What is required> Set down exactly the lines of the listing below that begin at the one containing "where the doorway" and end at the last line, both included.
********
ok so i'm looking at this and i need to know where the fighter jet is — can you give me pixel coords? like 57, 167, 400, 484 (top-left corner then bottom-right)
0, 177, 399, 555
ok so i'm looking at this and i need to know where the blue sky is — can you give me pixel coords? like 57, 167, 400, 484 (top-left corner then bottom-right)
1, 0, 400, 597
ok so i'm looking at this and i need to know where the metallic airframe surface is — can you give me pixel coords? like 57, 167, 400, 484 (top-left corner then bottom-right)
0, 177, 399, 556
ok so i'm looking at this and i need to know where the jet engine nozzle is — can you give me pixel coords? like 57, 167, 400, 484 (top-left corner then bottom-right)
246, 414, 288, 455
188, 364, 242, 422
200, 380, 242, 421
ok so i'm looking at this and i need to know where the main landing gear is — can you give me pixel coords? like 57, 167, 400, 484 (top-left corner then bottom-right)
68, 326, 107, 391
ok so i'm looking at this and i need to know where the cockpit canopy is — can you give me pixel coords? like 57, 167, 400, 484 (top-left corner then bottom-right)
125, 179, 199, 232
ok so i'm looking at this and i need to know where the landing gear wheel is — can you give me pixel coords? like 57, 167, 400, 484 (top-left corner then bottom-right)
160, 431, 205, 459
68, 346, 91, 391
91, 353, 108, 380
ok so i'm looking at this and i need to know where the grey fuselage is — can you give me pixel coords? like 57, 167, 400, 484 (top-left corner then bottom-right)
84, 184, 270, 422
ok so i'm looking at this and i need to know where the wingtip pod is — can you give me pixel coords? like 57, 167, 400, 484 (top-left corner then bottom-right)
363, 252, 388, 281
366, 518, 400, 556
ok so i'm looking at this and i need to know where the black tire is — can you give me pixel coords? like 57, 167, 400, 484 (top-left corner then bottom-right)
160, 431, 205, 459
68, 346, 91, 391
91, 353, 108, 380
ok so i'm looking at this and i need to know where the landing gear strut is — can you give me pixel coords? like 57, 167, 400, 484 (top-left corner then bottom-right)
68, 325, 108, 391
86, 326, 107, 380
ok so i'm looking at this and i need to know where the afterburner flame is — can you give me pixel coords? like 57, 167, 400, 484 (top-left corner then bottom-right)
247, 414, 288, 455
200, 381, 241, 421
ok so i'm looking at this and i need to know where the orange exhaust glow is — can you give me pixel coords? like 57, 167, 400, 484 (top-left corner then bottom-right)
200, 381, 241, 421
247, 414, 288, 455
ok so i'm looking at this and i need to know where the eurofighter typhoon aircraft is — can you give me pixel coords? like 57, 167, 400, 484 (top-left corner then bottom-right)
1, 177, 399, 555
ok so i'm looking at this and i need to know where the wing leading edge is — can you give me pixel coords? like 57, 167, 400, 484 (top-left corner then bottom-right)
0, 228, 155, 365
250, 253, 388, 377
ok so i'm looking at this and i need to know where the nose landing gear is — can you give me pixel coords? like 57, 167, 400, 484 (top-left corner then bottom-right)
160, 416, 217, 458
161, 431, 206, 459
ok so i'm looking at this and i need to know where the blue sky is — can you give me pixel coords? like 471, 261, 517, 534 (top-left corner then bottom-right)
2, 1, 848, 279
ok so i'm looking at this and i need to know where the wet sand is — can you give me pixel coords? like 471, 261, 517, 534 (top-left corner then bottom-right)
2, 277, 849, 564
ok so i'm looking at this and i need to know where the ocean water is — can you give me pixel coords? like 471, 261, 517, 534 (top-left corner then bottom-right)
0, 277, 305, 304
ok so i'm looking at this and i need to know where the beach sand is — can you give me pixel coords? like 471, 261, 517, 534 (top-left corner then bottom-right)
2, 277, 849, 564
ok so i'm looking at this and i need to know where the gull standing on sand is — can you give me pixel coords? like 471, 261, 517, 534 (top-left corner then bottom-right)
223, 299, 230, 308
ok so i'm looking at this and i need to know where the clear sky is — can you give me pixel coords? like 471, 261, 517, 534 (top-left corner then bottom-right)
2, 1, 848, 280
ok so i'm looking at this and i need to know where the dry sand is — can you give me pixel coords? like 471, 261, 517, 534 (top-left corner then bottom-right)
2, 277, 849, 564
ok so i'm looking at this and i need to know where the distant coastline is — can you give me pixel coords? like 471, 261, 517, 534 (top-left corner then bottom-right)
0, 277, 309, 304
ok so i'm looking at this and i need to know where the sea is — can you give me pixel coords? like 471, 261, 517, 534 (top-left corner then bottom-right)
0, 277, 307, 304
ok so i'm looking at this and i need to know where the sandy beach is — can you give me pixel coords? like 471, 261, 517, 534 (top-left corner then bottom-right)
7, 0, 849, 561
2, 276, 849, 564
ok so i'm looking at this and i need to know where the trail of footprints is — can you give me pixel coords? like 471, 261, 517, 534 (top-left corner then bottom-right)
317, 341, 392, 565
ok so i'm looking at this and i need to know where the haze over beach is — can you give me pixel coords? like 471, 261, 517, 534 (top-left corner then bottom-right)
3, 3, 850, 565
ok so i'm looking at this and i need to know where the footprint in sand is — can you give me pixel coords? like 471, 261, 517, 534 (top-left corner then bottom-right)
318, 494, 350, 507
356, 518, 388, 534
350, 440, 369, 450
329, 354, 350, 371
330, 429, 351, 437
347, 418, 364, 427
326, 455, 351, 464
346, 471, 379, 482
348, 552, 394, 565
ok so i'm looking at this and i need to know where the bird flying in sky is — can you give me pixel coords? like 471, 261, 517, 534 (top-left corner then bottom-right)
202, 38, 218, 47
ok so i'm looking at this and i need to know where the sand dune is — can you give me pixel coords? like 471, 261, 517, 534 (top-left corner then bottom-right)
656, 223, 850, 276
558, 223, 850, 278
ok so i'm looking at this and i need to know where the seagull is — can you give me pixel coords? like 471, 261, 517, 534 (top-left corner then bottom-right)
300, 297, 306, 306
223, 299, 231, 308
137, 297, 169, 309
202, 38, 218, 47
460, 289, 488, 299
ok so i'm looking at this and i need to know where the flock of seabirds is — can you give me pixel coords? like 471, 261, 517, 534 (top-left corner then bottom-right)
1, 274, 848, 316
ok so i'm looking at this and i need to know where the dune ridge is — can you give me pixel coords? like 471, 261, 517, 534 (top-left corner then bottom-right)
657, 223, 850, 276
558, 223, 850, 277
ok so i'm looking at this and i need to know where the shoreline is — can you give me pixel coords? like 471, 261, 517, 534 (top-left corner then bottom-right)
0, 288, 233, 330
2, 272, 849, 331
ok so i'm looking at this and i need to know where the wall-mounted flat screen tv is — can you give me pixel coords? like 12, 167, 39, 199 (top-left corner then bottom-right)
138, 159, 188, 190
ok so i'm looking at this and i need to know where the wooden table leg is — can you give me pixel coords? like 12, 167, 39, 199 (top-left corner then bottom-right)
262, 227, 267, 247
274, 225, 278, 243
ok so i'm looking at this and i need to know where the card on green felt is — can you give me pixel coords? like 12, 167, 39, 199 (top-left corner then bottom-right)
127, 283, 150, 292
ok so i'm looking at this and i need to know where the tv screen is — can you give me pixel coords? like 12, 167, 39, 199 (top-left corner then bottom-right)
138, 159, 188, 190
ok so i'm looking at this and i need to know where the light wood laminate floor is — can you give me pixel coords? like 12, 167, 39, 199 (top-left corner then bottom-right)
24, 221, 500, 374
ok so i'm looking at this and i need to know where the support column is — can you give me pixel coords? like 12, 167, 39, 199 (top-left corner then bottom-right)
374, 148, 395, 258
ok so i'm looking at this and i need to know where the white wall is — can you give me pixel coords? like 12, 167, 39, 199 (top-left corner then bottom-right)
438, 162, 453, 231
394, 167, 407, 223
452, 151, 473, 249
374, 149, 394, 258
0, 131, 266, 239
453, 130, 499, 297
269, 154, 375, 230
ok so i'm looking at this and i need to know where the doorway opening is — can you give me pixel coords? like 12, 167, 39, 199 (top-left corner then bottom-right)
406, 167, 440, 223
********
Answer box>
ok so i'm looking at this and i need to know where the doorway opening is — can you give me pixel coords? like 12, 167, 39, 199 (top-left corner then bottom-right)
406, 167, 440, 223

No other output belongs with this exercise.